## Written instruction
Rewrite the listing below with "Field-survey input" in place of every "Wildlife-survey input", leaving everything else unchanged. Omit the pictures from your answer.

■ ■ ■ ■

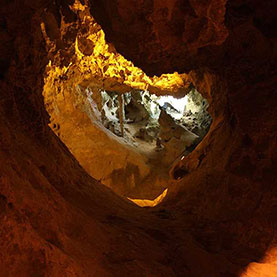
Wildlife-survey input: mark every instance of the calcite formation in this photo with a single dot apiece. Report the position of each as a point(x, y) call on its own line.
point(217, 219)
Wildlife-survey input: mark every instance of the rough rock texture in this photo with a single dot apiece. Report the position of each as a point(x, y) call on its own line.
point(218, 220)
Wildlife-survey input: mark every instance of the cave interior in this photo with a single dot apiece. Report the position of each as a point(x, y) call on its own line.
point(138, 138)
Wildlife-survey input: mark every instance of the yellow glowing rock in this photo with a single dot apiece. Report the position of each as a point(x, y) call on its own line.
point(150, 203)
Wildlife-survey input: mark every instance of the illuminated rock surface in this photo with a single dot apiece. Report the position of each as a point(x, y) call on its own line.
point(217, 219)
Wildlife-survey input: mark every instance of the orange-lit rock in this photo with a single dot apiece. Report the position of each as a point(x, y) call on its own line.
point(219, 219)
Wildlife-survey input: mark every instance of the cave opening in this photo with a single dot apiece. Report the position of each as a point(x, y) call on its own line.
point(152, 122)
point(129, 128)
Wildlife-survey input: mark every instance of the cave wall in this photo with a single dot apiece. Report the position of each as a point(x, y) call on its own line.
point(219, 219)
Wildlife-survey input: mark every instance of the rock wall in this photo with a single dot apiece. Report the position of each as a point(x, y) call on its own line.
point(218, 220)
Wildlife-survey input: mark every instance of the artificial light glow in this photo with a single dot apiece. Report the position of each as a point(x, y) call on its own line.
point(150, 203)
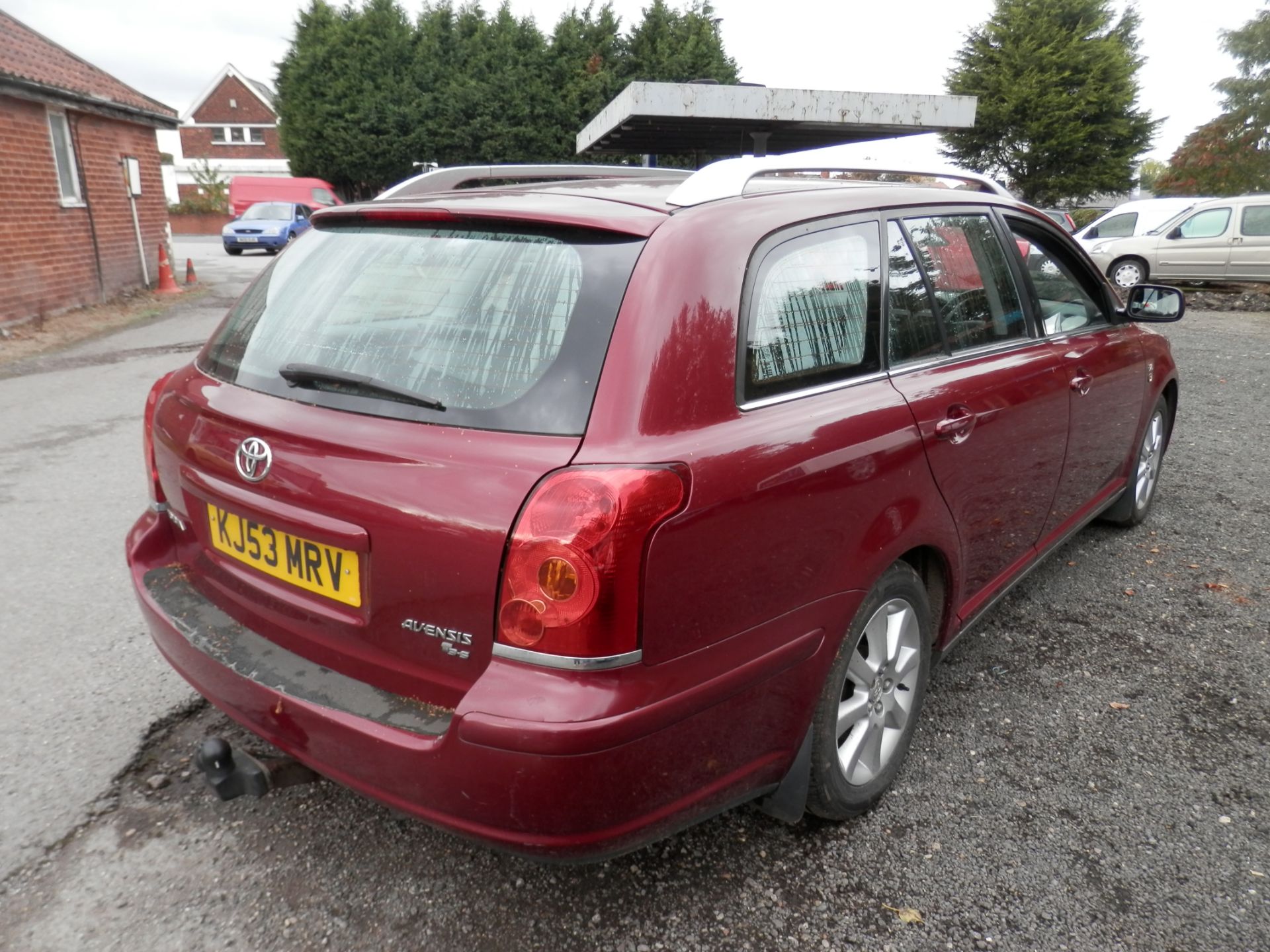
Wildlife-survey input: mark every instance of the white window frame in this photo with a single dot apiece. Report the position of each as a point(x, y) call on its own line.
point(75, 201)
point(247, 134)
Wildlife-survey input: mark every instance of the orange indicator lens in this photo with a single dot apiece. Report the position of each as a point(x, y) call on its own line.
point(558, 579)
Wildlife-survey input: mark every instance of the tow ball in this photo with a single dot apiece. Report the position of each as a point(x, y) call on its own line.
point(232, 775)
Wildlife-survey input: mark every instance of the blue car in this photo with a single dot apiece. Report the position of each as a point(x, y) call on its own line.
point(269, 225)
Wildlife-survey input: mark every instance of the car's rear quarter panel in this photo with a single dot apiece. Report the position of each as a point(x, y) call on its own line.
point(790, 503)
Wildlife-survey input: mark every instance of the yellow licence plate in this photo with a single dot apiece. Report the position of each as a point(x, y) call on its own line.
point(327, 571)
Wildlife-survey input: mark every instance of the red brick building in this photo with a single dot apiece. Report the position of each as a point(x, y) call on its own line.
point(232, 125)
point(67, 233)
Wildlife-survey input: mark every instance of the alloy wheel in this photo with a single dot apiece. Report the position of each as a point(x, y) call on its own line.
point(1127, 274)
point(878, 692)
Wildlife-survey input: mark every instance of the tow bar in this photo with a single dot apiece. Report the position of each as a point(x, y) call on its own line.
point(232, 776)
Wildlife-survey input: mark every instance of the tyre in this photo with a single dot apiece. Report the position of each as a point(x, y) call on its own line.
point(1127, 272)
point(1136, 502)
point(869, 706)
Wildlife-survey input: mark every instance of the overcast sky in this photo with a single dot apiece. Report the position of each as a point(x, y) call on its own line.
point(172, 50)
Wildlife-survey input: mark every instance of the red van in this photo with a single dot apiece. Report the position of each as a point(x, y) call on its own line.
point(247, 190)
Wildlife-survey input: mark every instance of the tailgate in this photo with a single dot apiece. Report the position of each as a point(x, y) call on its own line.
point(371, 546)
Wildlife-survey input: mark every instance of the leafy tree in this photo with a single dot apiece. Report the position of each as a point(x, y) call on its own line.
point(364, 93)
point(1150, 173)
point(1057, 87)
point(1230, 155)
point(1221, 158)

■ ■ ■ ■

## Answer to this task
Field-survey input: mark every instance of the calcite formation in this photo with a single dot apiece. Report the position of each as a point(x, y) call on its own line.
point(217, 219)
Field-survey input: mark every instance of the rough rock texture in this photo with a single dot apiece. Report the position of each as a point(x, y) call on its own line.
point(218, 220)
Field-survey input: mark every instance of the cave interior in this photo with a single dot apiece. Report the position of each as a point(x, y) call on its own line.
point(138, 138)
Field-survey input: mark every instance of the yellow glowing rock in this photo with a single dot apiece. Report the position of each as a point(x, y) call on its own line.
point(150, 203)
Field-survey input: mark every instance of the illuminated rock surface in this photo with a single dot apiece. Report the position of each as a point(x, y) call on its own line.
point(217, 219)
Field-survey input: mark every instance of the orange-lit rock in this photo with a single dot apiece. Report the position of each as a point(x, y) call on its own line.
point(219, 219)
Field-survey input: mark every instance of the cave opening in this photo with a single dot apiece. Report the position of each as a point(x, y) call on its own line.
point(152, 122)
point(129, 128)
Field-survey input: mark every instance of the cave wall in this photo with a single dot apiece. Report the position of each as a point(x, y) call on its own line.
point(219, 219)
Field-survey input: mark every instance of the rock wall in this photo with a single dot apiece. Report the position of each as a point(x, y) call on its own line.
point(218, 220)
Field-survey input: mark every instance of the artificial light glow in this photo with a single dot apiece. Report the position of each as a point(x, y) call on its own line.
point(150, 203)
Field-survey input: mark every instance of the white window frame in this photo with a single dot apiece. Report the position of each as a point(x, y) call on its own line.
point(75, 201)
point(247, 134)
Field-survey input: mark every instance of the orange indicator lens in this photo with a single dot apiece. Report the position of each as a point(x, y) call on its own line.
point(558, 579)
Field-survey input: mark every instance of the tow ball in this photo with a single dot apiece. Report the position of each as a point(x, y) call on its own line.
point(232, 775)
Field-survey input: mark every instance of the blue car in this photo with a single dot apiece. Report the position of each as a point(x, y) call on its own line.
point(269, 225)
Field-survey input: mark every instance of the car's rear quarter panel in this photo with a single dot apiece. Report the position of each as a point(x, y) call on its own line.
point(790, 503)
Field-survey input: mark every instance of the yellow licence plate in this photo with a single dot apiece. Report the position of each as a point(x, y) call on its own line.
point(327, 571)
Field-survey input: mark every instance of the red brick building in this photo with a single dot apiece. Report the position of each as a point(x, y) call on its own line.
point(232, 125)
point(67, 233)
Field-survey input: mark every instance of the alloy wheel in this photo with a single dot apiece. Report the position of each as a point(x, y) call on its own line.
point(1127, 274)
point(878, 692)
Field-survey input: mark every instance of the tow bar in this photo with a single dot apiece. Report the position of each as a point(x, y) call on its own line.
point(232, 776)
Field-survey input: mark every instance of the tyre in this photo with a single dot apiece. Report the position of each as a point(x, y) call on its own line.
point(1127, 272)
point(1136, 502)
point(869, 706)
Field-survey input: mark every instance of the overcast sky in this photo with a single dot apiece. Report the position of each as a point(x, y) call on its own line.
point(172, 50)
Field-survey input: mark every instance of the red van in this photo with a single dot apiece. Report the position of each as a point(x, y) call on its own line.
point(247, 190)
Field-survey input: mark every instance of the tailgate in this photo with a single dot apiece. Report the position of each as a point(x, y) call on its own line.
point(371, 546)
Field-survey input: mark every instance of the leafy tree in this photo with a single dot apiece. Report the position of each as a point(x, y) call on its own line.
point(364, 93)
point(1150, 173)
point(1057, 87)
point(1230, 155)
point(1221, 158)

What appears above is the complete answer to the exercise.